* **Required work**: Carry on the book review of Banished And Forgotten below, picking up right after its last sentence.

* **Selected passage**:
____________________
Book Review: Banished And Forgotten

Banished And Forgotten: Irish Slaves In The West Indies, by Louise Gherasim, Illustrated by Neecol Johnson

This book is a short one, only about 175 pages including maps, references, and a historical appendix that looks at some of the noted myths and history about Irish founding traditions that go back to biblical times and the mysterious Milesians and Tuatha de Danaan, but there are a lot of things that the book is full of: many references to Irish gaelic, some of which is helpfully translated in explanatory footnotes, a riveting and complex story about two girls who are kidnapped in Ireland, become friends on the boat, and are sold into slavery in the West Indies, leading them on very different paths, and a great deal of hostility to the English in particular and to Protestantism in general. This is a book that, without discussing Roman Catholicism in any great detail, is full of high regard for vile popery and bitterness and hostility towards the English that has not died in almost 400 years. As an example of ferociously political works written with a preteen or teen audience in mind, despite its unpleasant material, this book fits in with our contemporary concern for historical victims, and seeks to place the Irish into that rarified group of victims that includes the descendants of African slaves who suffered a similarly wrenching Middle Passage, as this book discusses in grim and expressive detail.
____________________
Dataset records on object locations
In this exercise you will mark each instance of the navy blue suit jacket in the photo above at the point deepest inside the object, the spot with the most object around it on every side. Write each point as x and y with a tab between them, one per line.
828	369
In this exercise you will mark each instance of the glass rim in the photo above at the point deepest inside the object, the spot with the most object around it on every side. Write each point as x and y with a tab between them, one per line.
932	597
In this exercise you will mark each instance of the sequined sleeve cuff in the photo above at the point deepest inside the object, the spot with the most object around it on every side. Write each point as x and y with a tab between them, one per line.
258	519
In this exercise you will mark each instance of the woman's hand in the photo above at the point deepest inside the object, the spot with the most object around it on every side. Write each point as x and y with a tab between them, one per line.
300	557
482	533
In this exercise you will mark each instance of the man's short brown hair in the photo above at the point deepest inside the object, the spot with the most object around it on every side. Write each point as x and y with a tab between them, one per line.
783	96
____________________
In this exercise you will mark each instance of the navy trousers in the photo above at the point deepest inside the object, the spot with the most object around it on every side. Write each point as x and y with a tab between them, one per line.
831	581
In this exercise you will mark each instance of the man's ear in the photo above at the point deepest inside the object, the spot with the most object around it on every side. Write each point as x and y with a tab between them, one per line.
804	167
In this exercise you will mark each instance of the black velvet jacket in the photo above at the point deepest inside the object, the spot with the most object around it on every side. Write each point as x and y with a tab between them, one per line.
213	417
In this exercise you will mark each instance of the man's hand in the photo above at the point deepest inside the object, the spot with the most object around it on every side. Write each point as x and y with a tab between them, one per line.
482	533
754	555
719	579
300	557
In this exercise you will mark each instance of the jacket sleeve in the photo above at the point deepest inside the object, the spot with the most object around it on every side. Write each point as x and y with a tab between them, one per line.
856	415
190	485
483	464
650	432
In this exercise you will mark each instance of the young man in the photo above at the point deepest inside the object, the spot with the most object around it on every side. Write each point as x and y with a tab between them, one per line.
____________________
* **Task response**:
In terms of its organization and structure, the book is perched somewhere on the boundary between history and historical novel, being divided into several parts and focusing alternatively on the divergent fates of its two heroines, who are thrown together in the maelstrom of Cromwell’s invasion of Ireland [1]. The first part shows Sheila McCarthy as a beautiful and spirited young woman, and then shows her with a historical Ann Glover being sold into slavery on Barbados. After their harrowing passage across the Atlantic is discussed, and they are sold into slavery, there is a discussion of the planter mindset on the islands, the general lack of morality of said planters, and the equality between Irish and black slaves. An attempted escape from slavery on a raft leads Sheila to become shipwrecked on Montserrat, which becomes the location of the second part of the story, a discussion of that island and its lengthy tradition of Irish culture [2], where Sheila finds herself as a governess and eventually marries a planter in a plot that sounds like it was taken out of a Jen Turano romance novel [3]. Meanwhile, the resolutely historical Ann Glover eventually makes her way as a stowaway to Boston where she lives long enough to see her daughter marry but ends up being executed as a witch after her thieving ways and a chance sickness lead her to come under the scrutiny of Cotton Mather and the Puritan leadership of Massachusetts, which is just one more opportunity for the author to show her bigotry against Englishmen and Protestants.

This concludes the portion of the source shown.